* [対象記事]
+++

『週刊ダイヤモンド』8月24日号の第1特集は「半導体 エヌビディアvsトヨタ 頂上決戦」です。生成AI(人工知能)の爆発的普及とともに半導体業界を席巻する米エヌビディア。同社のAI半導体をめぐって、マイクロソフト、グーグル、アマゾン、テスラなど米国の巨大テック企業が争奪戦を繰り広げています。この「生成AI革命」に、自動車で世界首位のトヨタ自動車や日本企業はどう立ち向かうのでしょうか。ダイヤモンド編集部の総力取材で迫ります。(ダイヤモンド編集部 村井令二)

エヌビディア時価総額は一時500兆円超え
半導体の主役は自動車からデータセンターに

 生成AIの普及とともに時代の寵児となったエヌビディア。6月には時価総額が3兆3400億ドル(約527兆円。当時)となり、米マイクロソフトや米アップルを抜いて世界首位に躍り出た。

エヌビディア半導体に米ビッグテックの巨額マネーが殺到!トヨタは生成AIの巨額投資の波に乗るか、飲み込まれるか?Photo:Diamond

 “AI相場”の陰りから現下の株価は調整局面にあるが、快進撃は止まらない。AIの計算に使う高性能半導体市場で、エヌビディア製GPU(画像処理半導体)は、米アドバンスト・マイクロ・デバイス(AMD)と米インテルといった半導体の競合を寄せ付けず、独占状態だ。

+++

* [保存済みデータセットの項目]
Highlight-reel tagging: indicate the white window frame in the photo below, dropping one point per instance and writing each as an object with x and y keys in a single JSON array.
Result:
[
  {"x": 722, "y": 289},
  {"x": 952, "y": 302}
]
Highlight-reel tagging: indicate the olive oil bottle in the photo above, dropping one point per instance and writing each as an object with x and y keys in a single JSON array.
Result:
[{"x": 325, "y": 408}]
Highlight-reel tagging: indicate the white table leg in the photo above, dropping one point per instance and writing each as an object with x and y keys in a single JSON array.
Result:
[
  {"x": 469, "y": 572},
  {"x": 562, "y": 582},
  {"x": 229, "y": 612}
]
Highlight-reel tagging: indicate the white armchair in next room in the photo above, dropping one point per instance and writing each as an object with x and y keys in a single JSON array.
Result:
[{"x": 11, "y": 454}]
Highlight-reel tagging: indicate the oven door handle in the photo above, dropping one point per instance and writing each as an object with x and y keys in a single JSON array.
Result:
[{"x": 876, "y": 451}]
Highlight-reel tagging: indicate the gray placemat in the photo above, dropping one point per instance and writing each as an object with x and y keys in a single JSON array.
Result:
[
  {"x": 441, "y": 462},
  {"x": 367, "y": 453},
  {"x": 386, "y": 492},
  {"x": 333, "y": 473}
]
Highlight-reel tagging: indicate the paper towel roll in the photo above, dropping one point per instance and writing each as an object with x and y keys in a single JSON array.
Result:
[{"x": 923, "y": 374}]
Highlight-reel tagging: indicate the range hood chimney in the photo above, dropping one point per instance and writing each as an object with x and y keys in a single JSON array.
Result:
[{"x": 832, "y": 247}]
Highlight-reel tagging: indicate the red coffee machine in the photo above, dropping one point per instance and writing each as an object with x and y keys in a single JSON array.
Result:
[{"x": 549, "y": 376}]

+++

* [課題 A]
エヌビディアと半導体の記事で、エヌビディアのAI半導体を争奪している米国の巨大テック企業として挙げられている企業名をすべて書き出してください。
* [課題 B]
エヌビディアと半導体の記事について、次の問いに答えてください。
(i) 第1特集が載っているのは『週刊ダイヤモンド』の何月何日号ですか。
(ii) 6月にエヌビディアの時価総額はいくらになりましたか。
(iii) エヌビディア製GPUが寄せ付けない競合として挙げられている2社はどこですか。
* [課題 C]
エヌビディアと半導体の記事の最後の文に続けて、記事を書き継いでください。
これらの項目は、記事とは別の資料です。

* [回答 A]
マイクロソフト、グーグル、アマゾン、テスラ

* [回答 B]
(i) 8月24日号
(ii) 3兆3400億ドル(約527兆円。当時)
(iii) 米アドバンスト・マイクロ・デバイス(AMD)と米インテル

* [回答 C]
 2022年秋に「ChatGPT」が登場したのをきっかけに、米ビッグテック企業は、生成AIの開発競争を激化させ、エヌビディアのGPUを奪い合っている。

 エヌビディアの驚異的な売上高をけん引するのは、データセンター向け事業だ。ビッグテック4社は株価が下がってもデータセンターへの投資を減らしているわけではない。むしろ24年後半も投資を上積みしており、巨額資金がエヌビディアに流れ込む見通しだ。

 エヌビディアのGPUは17年頃から自動運転向けの半導体として期待を集め、トヨタ自動車など大手自動車メーカーが次々とエヌビディアと提携した。

 だが足元では、エヌビディアの自動車向け事業の売上高は11億ドルと伸び悩む。米テスラもGPUの大量調達に乗り出しているが、その用途は自動運転向けではなく、自社のデータセンター向けだ。

産業構造を激変させる「生成AI革命」
トヨタはGPUの巨額投資に乗り出すか

 ChatGPTとともにはじまった生成AIの爆発的拡大で好機を掴んだ米エヌビディアは、半導体業界だけでなく、米ビッグテックを含めたAI業界全体でも“1人勝ち”の情勢だ。

 だが、この「生成AI革命」は一過性のブームで終わるのではなく、世界の産業構造を激変させるほどのインパクトを持つ。その衝撃は、インターネットやスマートフォンが誕生して以来のものと言っても過言ではないだろう。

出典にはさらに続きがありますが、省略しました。